_BRIEF_
Before printing the listing, strip out its pictures and keep everything else exact.

━━━━━━

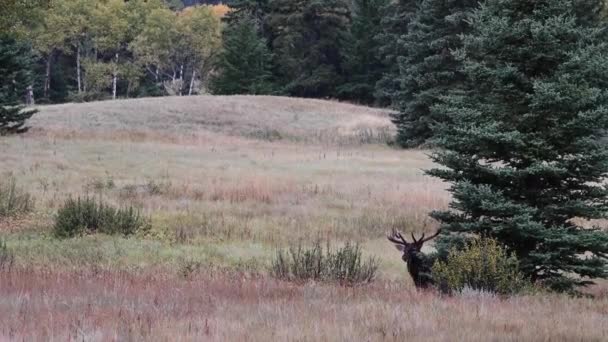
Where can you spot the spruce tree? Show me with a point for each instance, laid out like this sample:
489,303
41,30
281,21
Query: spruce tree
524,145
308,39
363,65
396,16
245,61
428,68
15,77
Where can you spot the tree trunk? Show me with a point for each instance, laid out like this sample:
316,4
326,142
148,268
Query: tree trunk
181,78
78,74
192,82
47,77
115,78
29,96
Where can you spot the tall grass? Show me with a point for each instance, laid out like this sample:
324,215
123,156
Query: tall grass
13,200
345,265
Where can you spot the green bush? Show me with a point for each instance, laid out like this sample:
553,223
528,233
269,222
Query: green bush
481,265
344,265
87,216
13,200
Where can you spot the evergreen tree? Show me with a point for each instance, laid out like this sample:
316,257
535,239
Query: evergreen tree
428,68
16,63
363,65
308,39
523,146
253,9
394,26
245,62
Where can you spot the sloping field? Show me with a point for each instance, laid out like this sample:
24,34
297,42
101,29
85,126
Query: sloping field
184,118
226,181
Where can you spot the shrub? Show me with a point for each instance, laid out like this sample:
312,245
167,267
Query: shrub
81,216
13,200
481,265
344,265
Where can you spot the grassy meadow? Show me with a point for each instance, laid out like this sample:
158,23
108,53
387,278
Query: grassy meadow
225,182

━━━━━━

_EXERCISE RESULT_
Where can you spot the spruce tree? Show me with a point for each instance, laid out like this sample:
489,303
41,30
281,21
Query: spruce tree
524,145
308,39
363,65
396,16
245,61
428,68
15,77
Where can you spot the tree trunk? Show me with a point for each instance, laid out like this sample:
316,4
326,142
148,268
Query: tree trunk
181,78
78,74
192,82
47,77
115,78
29,96
Where can you spot the tall grass? Show me with a point for each instance, laid out like this sample:
324,215
123,156
Query: tall grass
13,200
345,265
Where can you spot the green bush? Show me with a point for each instance, laid out like this sample:
553,223
528,233
269,222
Query: green bush
481,265
344,265
87,216
13,200
Where can you spot the evergreen tree? Show me with a point for each instance, laid out like this sample:
316,257
535,239
Query: evergreen tree
428,68
16,63
363,65
308,39
523,146
253,9
394,26
245,62
Where can you spot the sloping field? Show me with a point for each instance, laid out like this sample:
24,34
297,42
101,29
85,126
Query: sloping field
184,118
226,181
Where can you spot the shrub? Show me with a point for each instance, laid out like this sample:
312,245
167,267
Query: shrub
81,216
13,200
481,265
344,265
Where can you spot the grassy meadow? Show me with a point for each instance, laid out like this sample:
158,23
108,53
387,278
Query: grassy meadow
225,182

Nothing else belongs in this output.